Exercise directions: Rewrite the lines starting at the one containing "Each instance of the stained" and ending at the one containing "[[329, 97], [309, 93], [291, 97], [310, 422]]", swapping "stained glass window" for "leaded window" and leaving everything else unchanged. Return only those lines.
::::
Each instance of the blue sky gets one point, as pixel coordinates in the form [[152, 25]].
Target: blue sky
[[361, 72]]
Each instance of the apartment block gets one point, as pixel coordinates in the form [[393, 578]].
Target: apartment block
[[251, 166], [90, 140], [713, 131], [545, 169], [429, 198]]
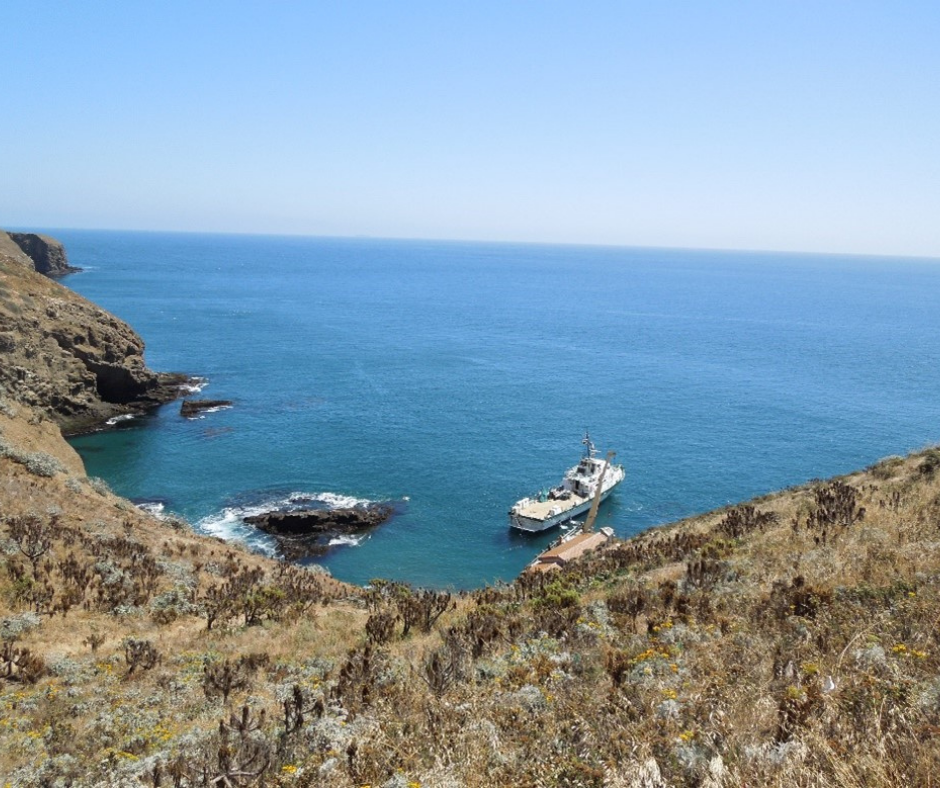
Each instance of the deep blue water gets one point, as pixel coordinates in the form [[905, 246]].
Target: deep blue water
[[454, 378]]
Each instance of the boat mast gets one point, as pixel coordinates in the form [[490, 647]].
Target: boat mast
[[589, 523]]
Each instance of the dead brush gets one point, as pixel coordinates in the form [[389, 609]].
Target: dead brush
[[20, 664], [139, 654], [223, 677], [744, 520]]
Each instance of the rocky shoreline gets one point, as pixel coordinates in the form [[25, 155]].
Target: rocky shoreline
[[63, 355], [308, 533]]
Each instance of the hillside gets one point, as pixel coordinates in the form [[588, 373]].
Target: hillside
[[790, 641]]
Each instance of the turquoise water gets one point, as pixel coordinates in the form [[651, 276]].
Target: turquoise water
[[455, 378]]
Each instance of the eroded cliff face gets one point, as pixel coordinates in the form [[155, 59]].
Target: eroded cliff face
[[47, 254], [65, 357]]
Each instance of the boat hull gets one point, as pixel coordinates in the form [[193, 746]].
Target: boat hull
[[535, 525]]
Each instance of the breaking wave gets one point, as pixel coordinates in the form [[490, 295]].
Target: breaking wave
[[230, 523], [156, 508], [195, 385]]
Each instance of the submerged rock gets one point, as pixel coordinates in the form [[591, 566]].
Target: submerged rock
[[308, 533], [193, 407]]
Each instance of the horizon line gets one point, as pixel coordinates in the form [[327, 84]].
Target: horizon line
[[494, 242]]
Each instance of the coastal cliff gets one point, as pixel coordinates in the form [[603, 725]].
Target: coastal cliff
[[62, 355], [47, 254]]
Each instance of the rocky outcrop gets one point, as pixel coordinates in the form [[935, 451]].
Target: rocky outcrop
[[191, 408], [307, 533], [47, 254], [67, 358]]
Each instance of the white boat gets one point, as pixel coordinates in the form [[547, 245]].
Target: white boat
[[572, 497]]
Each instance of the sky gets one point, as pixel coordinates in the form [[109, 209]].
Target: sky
[[804, 126]]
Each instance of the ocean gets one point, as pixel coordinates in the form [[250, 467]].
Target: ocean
[[452, 379]]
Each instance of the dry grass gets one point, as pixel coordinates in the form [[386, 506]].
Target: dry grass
[[788, 650]]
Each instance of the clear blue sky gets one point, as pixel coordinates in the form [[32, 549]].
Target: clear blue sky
[[790, 125]]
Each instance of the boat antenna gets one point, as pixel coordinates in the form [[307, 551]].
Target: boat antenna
[[589, 450], [589, 523]]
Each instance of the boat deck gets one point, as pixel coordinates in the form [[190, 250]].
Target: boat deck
[[539, 510]]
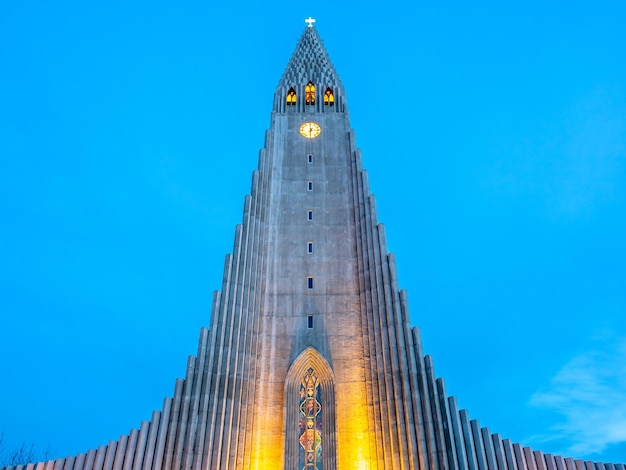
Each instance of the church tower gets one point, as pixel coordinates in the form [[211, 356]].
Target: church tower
[[310, 362]]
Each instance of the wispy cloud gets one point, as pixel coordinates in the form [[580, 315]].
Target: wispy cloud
[[589, 392]]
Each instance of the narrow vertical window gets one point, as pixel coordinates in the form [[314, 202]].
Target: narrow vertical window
[[309, 93], [329, 97], [291, 97], [310, 415]]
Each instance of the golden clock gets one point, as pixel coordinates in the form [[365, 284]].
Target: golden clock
[[310, 130]]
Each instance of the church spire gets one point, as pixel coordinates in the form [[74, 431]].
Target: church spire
[[309, 82]]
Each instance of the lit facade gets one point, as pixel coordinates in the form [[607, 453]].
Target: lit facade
[[310, 362]]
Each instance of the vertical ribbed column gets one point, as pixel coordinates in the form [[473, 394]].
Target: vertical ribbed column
[[109, 458], [161, 439], [469, 440], [99, 458], [479, 446], [458, 434]]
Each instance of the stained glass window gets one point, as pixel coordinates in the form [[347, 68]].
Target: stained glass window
[[329, 97], [309, 93], [291, 97], [310, 422]]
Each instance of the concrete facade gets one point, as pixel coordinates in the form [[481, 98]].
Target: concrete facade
[[311, 289]]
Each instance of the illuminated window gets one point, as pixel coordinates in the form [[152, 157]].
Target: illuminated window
[[310, 420], [291, 97], [309, 93], [329, 97]]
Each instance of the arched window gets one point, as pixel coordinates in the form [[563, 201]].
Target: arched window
[[310, 412], [329, 97], [309, 93], [291, 97]]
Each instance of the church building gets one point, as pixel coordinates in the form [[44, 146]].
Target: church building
[[310, 361]]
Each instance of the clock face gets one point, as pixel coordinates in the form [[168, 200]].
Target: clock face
[[310, 130]]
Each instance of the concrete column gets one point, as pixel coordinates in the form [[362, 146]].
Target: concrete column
[[120, 452], [109, 458]]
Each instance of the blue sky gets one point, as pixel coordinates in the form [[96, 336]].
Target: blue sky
[[495, 138]]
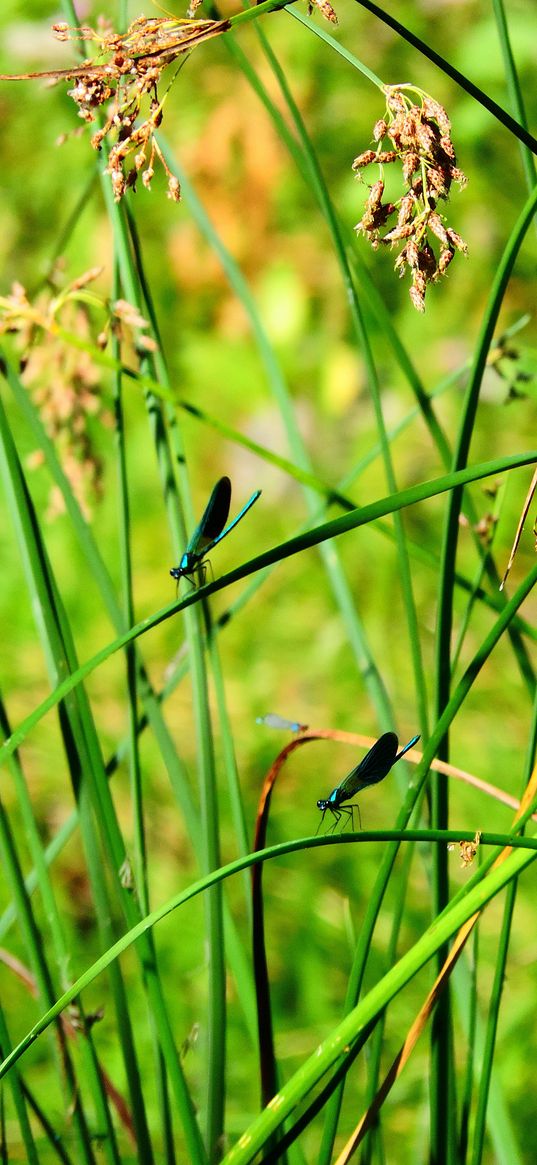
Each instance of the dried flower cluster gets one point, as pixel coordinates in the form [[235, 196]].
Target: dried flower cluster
[[127, 71], [418, 135], [64, 379]]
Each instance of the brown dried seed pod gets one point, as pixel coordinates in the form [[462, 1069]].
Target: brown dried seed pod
[[410, 164], [375, 195], [438, 182], [407, 206], [426, 261], [457, 241], [395, 100], [426, 138], [398, 232], [432, 108], [412, 254], [444, 261], [447, 147], [401, 262], [418, 298], [459, 176], [437, 226]]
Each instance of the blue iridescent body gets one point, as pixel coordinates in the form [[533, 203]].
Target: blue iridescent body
[[211, 530], [274, 721], [373, 768]]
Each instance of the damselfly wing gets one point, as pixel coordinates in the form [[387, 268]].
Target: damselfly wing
[[373, 768]]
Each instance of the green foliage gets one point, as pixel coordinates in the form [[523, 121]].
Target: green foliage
[[147, 348]]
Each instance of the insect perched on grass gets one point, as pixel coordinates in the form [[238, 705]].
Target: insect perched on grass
[[373, 768], [274, 721], [210, 531]]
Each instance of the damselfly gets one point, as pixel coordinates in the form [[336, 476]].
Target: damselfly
[[373, 768], [210, 531], [274, 721]]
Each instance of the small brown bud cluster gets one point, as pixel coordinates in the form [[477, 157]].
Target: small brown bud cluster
[[325, 9], [64, 380], [418, 134]]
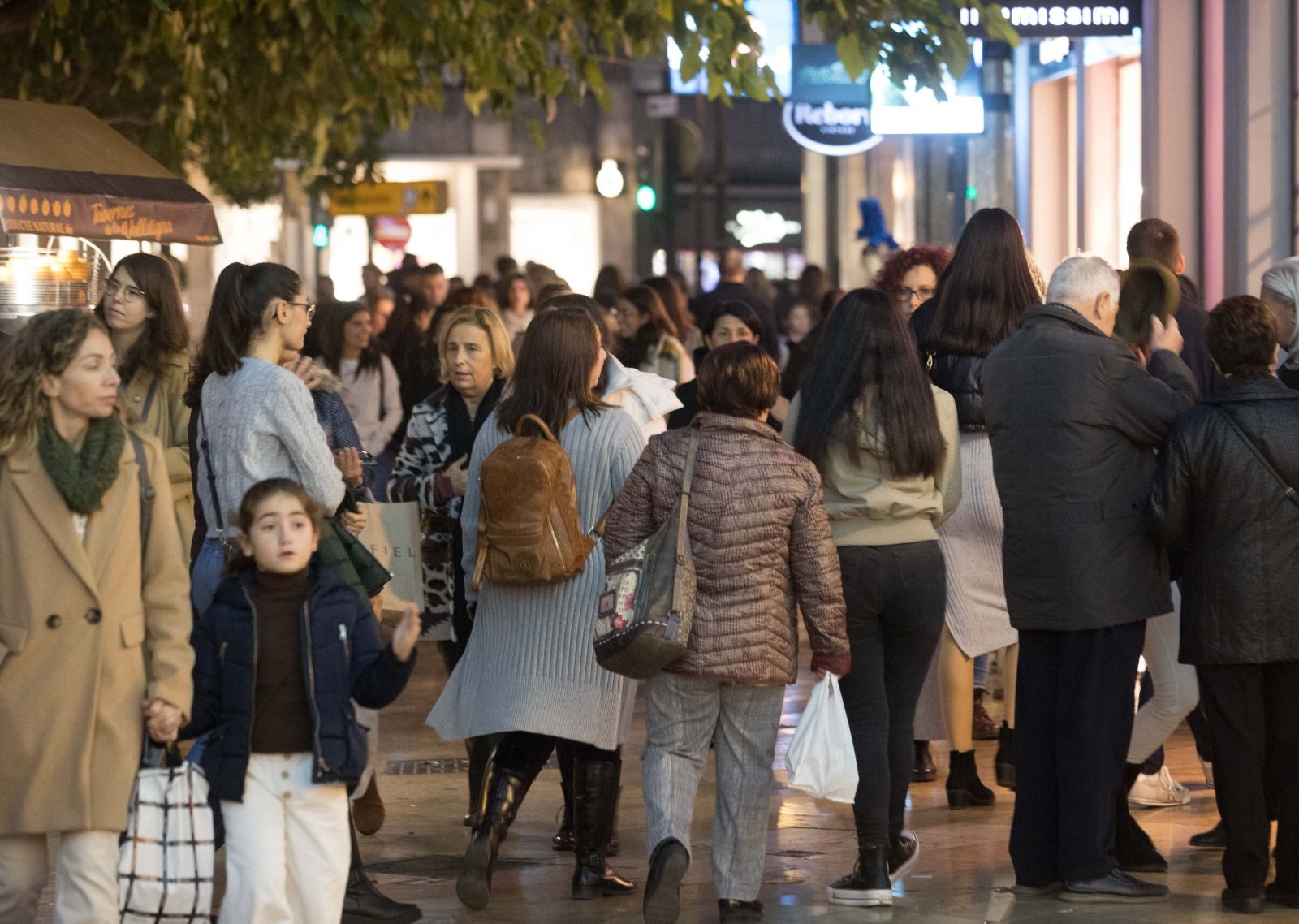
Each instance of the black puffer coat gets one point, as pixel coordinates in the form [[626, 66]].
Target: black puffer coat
[[960, 376], [1075, 422], [342, 659], [1215, 501]]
::::
Expected answer:
Each instance of the leaded window gets one point, as pixel coordinates in the form [[347, 68]].
Target: leaded window
[[329, 97], [309, 93], [291, 97], [310, 422]]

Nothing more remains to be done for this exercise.